We would shuffle and split the data into train (80%) and test (20%) sets and run FEM 100 times, but this type of bootstrapping requires removal of a temporal relationship in the data with a proper differencing. Our demeaning alone would not remove the presence of a possible autocorrelation or non-stationarity in the data.
We use a different method, the population-informed nested cross-validation, and assume the independence between different regions’ epi curves. This allows us to break the strict temporal ordering, at least between regions’ epi curves. The idea is simple: since we removed the regional fixed differences, we can fit (train) the model by 27 regions and and use the remaining region as our out-of-sample (test) set.
df <- data2[complete.cases(data2), ]
dmdata <- demean(df, select = c(names(df)[-c(2,3)]), group = "CD")
dmdata <- dmdata[, 46:90]
names(dmdata)<- strsplit(names(dmdata),"_within")

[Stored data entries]
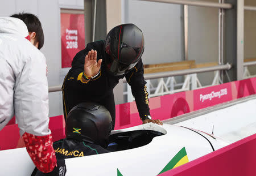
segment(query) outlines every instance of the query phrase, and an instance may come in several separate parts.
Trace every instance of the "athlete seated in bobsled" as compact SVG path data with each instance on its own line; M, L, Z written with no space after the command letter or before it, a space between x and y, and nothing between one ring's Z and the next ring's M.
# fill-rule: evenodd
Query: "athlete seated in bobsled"
M53 143L57 158L63 159L109 152L105 148L112 128L109 111L94 102L81 103L68 113L66 138ZM67 169L68 169L68 168ZM31 175L51 175L34 169Z

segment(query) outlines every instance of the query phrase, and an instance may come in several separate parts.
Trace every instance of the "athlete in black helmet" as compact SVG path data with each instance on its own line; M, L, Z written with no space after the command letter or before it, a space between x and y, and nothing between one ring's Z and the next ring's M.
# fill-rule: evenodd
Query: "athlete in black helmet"
M141 59L143 51L143 35L133 24L118 25L109 32L105 41L88 44L73 58L63 84L65 117L80 102L97 102L110 113L113 129L115 109L113 90L119 79L125 76L143 123L162 125L160 120L150 117Z
M110 113L104 106L94 102L77 105L68 113L66 138L53 143L56 158L63 160L109 152L105 148L112 127ZM44 174L35 168L31 176L55 174Z

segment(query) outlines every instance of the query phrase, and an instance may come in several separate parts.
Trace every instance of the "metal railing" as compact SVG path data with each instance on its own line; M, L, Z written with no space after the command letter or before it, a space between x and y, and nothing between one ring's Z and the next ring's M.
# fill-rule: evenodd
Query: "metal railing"
M191 68L187 70L177 70L177 71L167 71L167 72L161 72L158 73L153 73L153 74L148 74L144 75L144 78L145 79L158 79L162 78L166 78L170 76L181 76L189 75L192 74L198 74L204 72L210 72L213 71L217 70L228 70L230 69L232 66L229 63L225 65L221 65L213 67L203 67L203 68ZM127 83L125 79L123 79L124 83Z
M144 78L145 79L157 79L175 76L185 75L204 72L210 72L217 70L228 70L230 69L231 67L232 67L231 65L228 63L225 65L218 65L216 66L209 67L196 68L178 71L172 71L168 72L144 74ZM125 79L123 79L123 83L127 83L126 80ZM60 91L61 91L61 85L50 87L49 87L48 91L49 92Z
M151 1L156 2L163 2L173 3L177 5L189 5L195 6L221 8L230 9L233 7L233 5L229 3L219 3L211 2L203 2L200 1L183 1L183 0L140 0L143 1Z

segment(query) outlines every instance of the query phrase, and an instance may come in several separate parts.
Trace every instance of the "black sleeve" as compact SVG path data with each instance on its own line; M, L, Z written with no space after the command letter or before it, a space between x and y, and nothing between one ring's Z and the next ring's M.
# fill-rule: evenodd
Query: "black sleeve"
M128 84L131 86L138 111L141 118L150 115L148 107L148 93L147 92L147 83L144 79L144 68L142 59L125 76Z

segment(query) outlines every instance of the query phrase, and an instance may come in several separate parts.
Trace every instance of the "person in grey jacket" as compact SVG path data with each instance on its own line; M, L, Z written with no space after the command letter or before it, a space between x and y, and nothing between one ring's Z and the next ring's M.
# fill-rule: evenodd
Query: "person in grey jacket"
M32 161L49 173L65 164L57 163L48 128L46 58L28 36L21 20L0 18L0 130L15 115Z

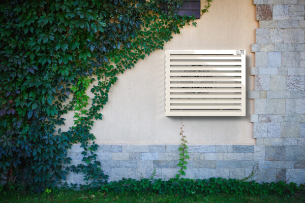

Work request 1: According to the cross-validation text, how many regions are used to fit the model, and what serves as the test set?
Work request 2: Continue the cross-validation text from where it stops.

Response area 1: The model is fit on 27 regions, and the remaining region serves as the out-of-sample test set.

Response area 2:
dmdata$Episode <- df$Episode
dmdata$CD <- df$CD
cd <- as.character(unique(df$CD))
rmspe <- c()
mae <- c()
mape <- c()
for (i in 1:length(cd)) {
test <- dmdata[dmdata$CD==cd[i], -c(47)]
train <- dmdata[dmdata$CD!=cd[i], -c(47)]
model <- lm(Lcases~., data = train)
lst <- ols_step_backward_p(model)
rmv <- lst$removed
ind_tr <- which(names(train) %in% rmv)
final_tr <- train[, -c(ind_tr)]
ind_tt <- which(names(test) %in% rmv)
final_tt <- test[, -c(ind_tt)]
model <- lm(Lcases~., data = final_tr)
yhat <- predict(model, newdata = final_tt)
rmspe[i] <- sqrt(mean((final_tt$Lcases - yhat)^2))
mae[i] <- mean(abs(final_tt$Lcases - yhat))
mape[i] <- mean(abs(100*(final_tt$Lcases - yhat)/final_tt$Lcases))
}
mean(rmspe)
## [1] 8.721739
mean(mae)
## [1] 6.82111
mean(mape)
## [1] 512.1652
We can now look at these performance metrics for each region:
tbl1 <- aggregate(df$Lcases, by=list(df$CD), FUN=mean)
tbl2 <- aggregate(df$Lcases, by=list(df$CD), FUN=sd)
lst <- data_frame("Region" = cd, "RMSPE" = rmspe, "MAE" = mae, "MAPE" = mape, "Avr_Lcases" = tbl1[,2],"sd" = tbl2[,2] )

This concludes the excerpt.